Directives:
a) Copy the stretch of the essay on Singapore's productivity from "Singapore has often" through "rising life expectancy?." word for word.
b) According to the essay on Singapore's productivity and life expectancy, what was Singapore's life expectancy at birth in 1960?
c) Extend the essay on Singapore's productivity and life expectancy, picking up after its final sentence.

Source text:

By Shaun Ng, Research Fellow


Growing up in Singapore, I remember the compulsory social studies modules depicting Singapore's history and the narrative of its transformation from a “Sleepy Fishing Village” to a First World economy. As a city-state deprived of any natural endowments besides its human capital, labour productivity has been and is a key driver of growth and competitiveness in the global economy, echoing Paul Krugman’s aphorism: “Productivity isn’t everything, but in the long run, it’s almost everything.”


Singapore has often been touted as a country with one of the highest life expectancies by numerous international organisations such as the World Bank and the United Nations. Singapore’s life expectancy, measured at birth as the average number of years a newborn is expected to live at current death rates, has increased steadily from 65 years in 1960 to 84 in 2019. Correspondingly, in the same period, Singapore’s labour productivity has soared from a measly $3.90 to $54.55 per hour worked. While many studies have been done to decompose the drivers of labour productivity growth, there are fewer studies devoted to uncovering the interdependence between these two issues. Could Singapore’s major labour productivity improvement be in part a result of its rising life expectancy?.

Listing:

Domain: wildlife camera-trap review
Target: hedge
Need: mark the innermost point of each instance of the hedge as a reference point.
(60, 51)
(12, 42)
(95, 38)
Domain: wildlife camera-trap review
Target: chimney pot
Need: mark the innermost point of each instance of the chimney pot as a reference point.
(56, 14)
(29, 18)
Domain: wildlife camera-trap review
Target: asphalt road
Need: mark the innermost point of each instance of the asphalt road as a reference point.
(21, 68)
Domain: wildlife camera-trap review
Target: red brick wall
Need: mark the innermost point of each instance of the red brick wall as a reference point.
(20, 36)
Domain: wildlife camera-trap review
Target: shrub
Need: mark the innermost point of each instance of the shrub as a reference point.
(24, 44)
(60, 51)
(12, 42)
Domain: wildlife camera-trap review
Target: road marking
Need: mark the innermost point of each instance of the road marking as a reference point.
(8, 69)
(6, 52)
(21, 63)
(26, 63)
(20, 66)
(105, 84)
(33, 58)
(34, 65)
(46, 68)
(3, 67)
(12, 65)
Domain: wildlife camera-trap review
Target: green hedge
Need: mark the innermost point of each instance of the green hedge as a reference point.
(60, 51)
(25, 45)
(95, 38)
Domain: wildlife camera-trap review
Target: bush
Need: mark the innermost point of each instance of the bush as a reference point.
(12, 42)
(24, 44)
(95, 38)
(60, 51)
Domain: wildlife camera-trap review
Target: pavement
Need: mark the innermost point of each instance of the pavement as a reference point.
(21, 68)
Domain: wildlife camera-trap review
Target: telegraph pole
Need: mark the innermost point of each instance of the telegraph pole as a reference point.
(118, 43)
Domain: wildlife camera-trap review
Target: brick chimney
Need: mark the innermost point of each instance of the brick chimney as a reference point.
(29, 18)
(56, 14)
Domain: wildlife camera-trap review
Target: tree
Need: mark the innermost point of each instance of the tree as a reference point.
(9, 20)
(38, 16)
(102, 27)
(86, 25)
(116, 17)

Written responses:
a)
Singapore has often been touted as a country with one of the highest life expectancies by numerous international organisations such as the World Bank and the United Nations. Singapore’s life expectancy, measured at birth as the average number of years a newborn is expected to live at current death rates, has increased steadily from 65 years in 1960 to 84 in 2019. Correspondingly, in the same period, Singapore’s labour productivity has soared from a measly $3.90 to $54.55 per hour worked. While many studies have been done to decompose the drivers of labour productivity growth, there are fewer studies devoted to uncovering the interdependence between these two issues. Could Singapore’s major labour productivity improvement be in part a result of its rising life expectancy?.

b) 65 years

c)
This question remains theoretically ambiguous: on one hand there are many channels through which life expectancy may raise productivity, such as increased educational attainment and higher precautionary savings levels raising investment outlay. On the other hand, there might be an onset of Malthusian effects whereby life expectancy may raise population growth, suppressing labour productivity.

In economic research, life expectancy is commonly used as a measure of health outcomes. And in policy, life expectancy, which is commonly associated with ageing, is often angled as an assessment of demographic risk—i.e. risks associated with changing population age, gender, socioeconomic status, to inform policy design.



In economic literature, there is much debate about the direction of the relationship between life expectancy and labour productivity, with most acknowledging that both reverse causality and simultaneity are likely to hold. For instance, more productive workers might command higher wages which increases the financial accessibility of greater education attainment, which imply a backward effect of the education channel outlined earlier. Furthermore, it is conceivable that these two issues are contemporaneously determined, perhaps through underlying health systems and pension schemes. In my attempt to mitigate endogeneity, I adopted a 2SLS model with lagged life expectancy as the instrument for present life expectancy, arguing that present labour productivity today is unlikely to have affected life expectancy in the past. Furthermore, I conjecture that life expectancy in the past is likely to correlate with present life expectancy through the existing health systems and demographic factors such as gender balance and educational systems.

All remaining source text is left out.